Short exercise 1
In the forum thread about blocking crawlers, list every name it gives to a bot, a server host, a piece of software, or a website.
Short exercise 2
Write the next part of the forum thread about blocking crawlers, picking up after its last line.

Passage shown
= = = = =

Even in late 2021 I hosted a bot called SandCatBot (though it was unstable), and earlier that year I temporarily ran an AFK bot for some Aternos server!
Of course, the website stuff only came in late 2022, this Forgejo being set up closer to 2023.
Alright, enough procrastination.
i have been around for most of chipmunk.land's life lol
So blocking whole subnets (or ASNs) could cause a lot of false positives. While I could make a challenge in pure HTTP, challenges are still a very ugly solution to DoS; ideally the page should handle HTTP requests the same way as before.
However, according to a log file, the crawlers actually re-used IPs 3 times, so we could exploit this! Supposedly someone could even make a list of all crawler IPs from server logs once. I've also seen some filters (perhaps) allow the first request to a site through sometimes.
The IP reuse instances occurred seconds apart though, and seemed to be across the same /24. Also, the log I've been looking at only spans less than 3 minutes in total. I'll have to look at more logs.
Sorry I've been too lazy to get the filter written! I just procrastinate too much...

= = = = =

Entries provided
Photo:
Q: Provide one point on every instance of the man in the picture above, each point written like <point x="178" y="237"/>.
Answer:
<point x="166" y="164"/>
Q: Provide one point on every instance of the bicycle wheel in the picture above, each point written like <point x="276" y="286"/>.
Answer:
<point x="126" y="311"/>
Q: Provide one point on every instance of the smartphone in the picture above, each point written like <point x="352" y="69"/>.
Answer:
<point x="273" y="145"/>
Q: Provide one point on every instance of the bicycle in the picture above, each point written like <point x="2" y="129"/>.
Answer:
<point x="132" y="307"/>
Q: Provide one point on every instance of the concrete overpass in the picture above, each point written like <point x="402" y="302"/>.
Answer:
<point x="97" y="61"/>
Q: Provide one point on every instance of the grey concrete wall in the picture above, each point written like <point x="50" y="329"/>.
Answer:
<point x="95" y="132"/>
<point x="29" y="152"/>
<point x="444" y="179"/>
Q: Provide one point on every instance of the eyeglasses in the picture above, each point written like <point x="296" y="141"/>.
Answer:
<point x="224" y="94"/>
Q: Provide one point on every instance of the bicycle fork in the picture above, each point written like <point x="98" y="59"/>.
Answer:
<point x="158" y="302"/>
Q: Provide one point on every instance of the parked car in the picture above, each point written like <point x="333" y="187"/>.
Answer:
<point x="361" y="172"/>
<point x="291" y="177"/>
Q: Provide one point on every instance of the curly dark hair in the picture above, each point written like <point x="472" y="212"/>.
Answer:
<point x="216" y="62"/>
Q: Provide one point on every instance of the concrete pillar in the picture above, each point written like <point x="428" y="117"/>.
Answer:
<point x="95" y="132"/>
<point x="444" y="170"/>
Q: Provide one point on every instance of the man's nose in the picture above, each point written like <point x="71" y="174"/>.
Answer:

= = = = =

Exercise response 1
SandCatBot, Aternos, Forgejo, chipmunk.land

Exercise response 2
So after grepping one log (long story) for
/src/commitaccess, I saw a couple of Alibaba subnets were the only ones seen (only two /16s, and even distinct /24s albeit a lot); maybe blocking them will significantly throttle the crawlers?Back to writing a filter to automatically detect these (as they use other IP ranges of course), I noticed the first log I checked has a bunch of instances of /24 ranges being reused, however many were multiple (maybe about 30) seconds apart.
However, back to the IP list from that newer log, individual IPs were duplicated very often too (removing duplicates made the list over 4x shorter). I could maybe still filter by IP, or even combine strategies.
I don't think that stopped them at all, but the site hasnt died yet so whatever, I'll write the script soon. This made the crawlers reveal their IPv6 addresses (for some reason) just now anyway.
As for filtering, here's an idea. I can first of all flag larger subnets (or ASNs potentially) as suspicious without blocking them, and then use that to more zealously judge smaller subnets or individual IPs. Might be a good compromise.